== WAS ZU TUN IST ==
Bitte schreiben Sie den Text über Drohnenangriffe auf Zivilisten in der Provinz Cherson im Anschluss an seinen letzten Satz weiter.

Krankenwagen, die nach internationalem Recht besonders geschützt sind, wurden gezielt von Drohnen angegriffen, um sie daran zu hindern, Opfer früherer Angriffe zu erreichen. Einige dieser Opfer starben, weil sie nicht rechtzeitig in eine medizinische Einrichtung gebracht werden konnten.
Der Einsatz von Drohnen gegen Zivilisten und zivile Objekte verstößt gegen das Grundprinzip des humanitären Völkerrechts, wonach Angriffe nur gegen militärische Ziele gerichtet sein dürfen.
Der Bericht kommt zu dem Schluss, dass die gesammelten Beweise keinen Zweifel daran lassen, dass die Täter diese Handlungen vorsätzlich begangen haben. Daher kommt die Kommission zu dem Schluss, dass die russischen Streitkräfte das Kriegsverbrechen der vorsätzlichen Angriffe auf Zivilisten in der Provinz Cherson begangen haben. Die Kommission stellte außerdem fest, dass die Veröffentlichung von Videos, die die Tötung oder Verwundung von Zivilisten zeigen, das Kriegsverbrechen der Verletzung der persönlichen Würde darstellt.

Gespeicherte Dateneinträge
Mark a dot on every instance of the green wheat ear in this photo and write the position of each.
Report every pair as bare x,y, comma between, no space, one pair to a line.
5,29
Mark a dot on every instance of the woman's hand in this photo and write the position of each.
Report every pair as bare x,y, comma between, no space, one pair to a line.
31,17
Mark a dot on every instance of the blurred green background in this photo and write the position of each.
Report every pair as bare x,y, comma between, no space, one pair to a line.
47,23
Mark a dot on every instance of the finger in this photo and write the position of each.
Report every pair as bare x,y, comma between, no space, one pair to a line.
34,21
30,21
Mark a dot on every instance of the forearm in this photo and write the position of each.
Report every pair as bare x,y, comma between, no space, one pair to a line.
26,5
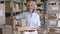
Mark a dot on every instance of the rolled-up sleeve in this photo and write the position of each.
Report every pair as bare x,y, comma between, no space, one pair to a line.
38,21
20,16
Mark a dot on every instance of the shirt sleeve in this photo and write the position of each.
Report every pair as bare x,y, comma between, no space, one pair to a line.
38,21
20,16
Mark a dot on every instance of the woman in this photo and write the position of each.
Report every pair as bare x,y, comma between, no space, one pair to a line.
32,18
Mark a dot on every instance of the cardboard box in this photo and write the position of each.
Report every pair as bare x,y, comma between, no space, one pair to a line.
9,21
51,16
21,22
53,23
2,13
7,7
8,29
38,1
53,8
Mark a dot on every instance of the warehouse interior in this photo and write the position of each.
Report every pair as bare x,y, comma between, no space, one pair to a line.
48,10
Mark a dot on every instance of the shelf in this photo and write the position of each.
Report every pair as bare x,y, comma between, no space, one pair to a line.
41,3
17,1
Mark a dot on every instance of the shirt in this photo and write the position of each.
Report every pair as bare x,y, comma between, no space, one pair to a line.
31,19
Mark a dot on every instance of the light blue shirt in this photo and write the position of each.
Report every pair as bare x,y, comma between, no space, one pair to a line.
31,19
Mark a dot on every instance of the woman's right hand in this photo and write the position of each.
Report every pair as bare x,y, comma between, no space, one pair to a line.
29,29
15,29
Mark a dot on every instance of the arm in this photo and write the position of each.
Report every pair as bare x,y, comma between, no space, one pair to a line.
38,23
20,16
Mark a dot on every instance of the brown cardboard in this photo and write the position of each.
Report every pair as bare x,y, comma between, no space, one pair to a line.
9,21
2,14
21,22
51,6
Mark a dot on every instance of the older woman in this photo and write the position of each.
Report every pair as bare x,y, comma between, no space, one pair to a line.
32,18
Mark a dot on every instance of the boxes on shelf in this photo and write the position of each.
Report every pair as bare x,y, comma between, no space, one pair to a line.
2,13
8,29
9,21
53,7
52,16
53,23
21,22
38,1
7,7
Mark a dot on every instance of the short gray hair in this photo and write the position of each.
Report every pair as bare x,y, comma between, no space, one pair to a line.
34,4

== ANTWORT FOLGT ==
Die Zivilbevölkerung in den von Drohnenangriffen betroffenen Gebieten lebt in ständiger Angst. Die Bewohner gehen jedes Mal, wenn sie nach draußen gehen, ein Risiko ein, da sie befürchten, von Drohnen getroffen zu werden. Viele warten auf bewölkte Tage, um hinauszugehen, oder suchen nach Möglichkeit Schutz unter Bäumen. Die Angst wird durch häufige Drohbotschaften auf Telegram noch verstärkt, wie beispielsweise „Verlasst die Stadt, bevor die Blätter fallen, ihr, die ihr zum Tode bestimmt seid“.
Nach Ansicht der Kommission zeigen die Umstände der Angriffe, die Videos und die explizit drohenden Textbeiträge, dass die russischen Streitkräfte und ihre Unterstützer Gewalttaten begangen oder Drohungen ausgesprochen haben, deren Hauptzweck darin bestand, die Zivilbevölkerung zu terrorisieren, was gegen das humanitäre Völkerrecht verstößt.
Das Ausmaß und die Intensität der Drohnenangriffe auf Zivilisten und zivile Infrastruktur, die Zerstörung von Häusern und grundlegenden Einrichtungen, die gezielten Angriffe auf Verkehrssysteme und die Angriffe auf Rettungsdienste haben die betroffenen Gebiete unbewohnbar gemacht, sodass vielen Einwohnern keine andere Wahl blieb, als zu fliehen.
Wiederholte Drohnenangriffe, weit verbreitete Videos davon und zahlreiche Beiträge, in denen die Bevölkerung ausdrücklich zum Verlassen der Region aufgefordert wird, deuten auf eine koordinierte staatliche Politik der russischen Behörden hin, die Bevölkerung der Provinz Cherson zur Flucht zu zwingen.
Daher kommt die Kommission zu dem Schluss, dass die russischen Streitkräfte möglicherweise das Verbrechen gegen die Menschlichkeit der gewaltsamen Vertreibung der Bevölkerung begangen haben.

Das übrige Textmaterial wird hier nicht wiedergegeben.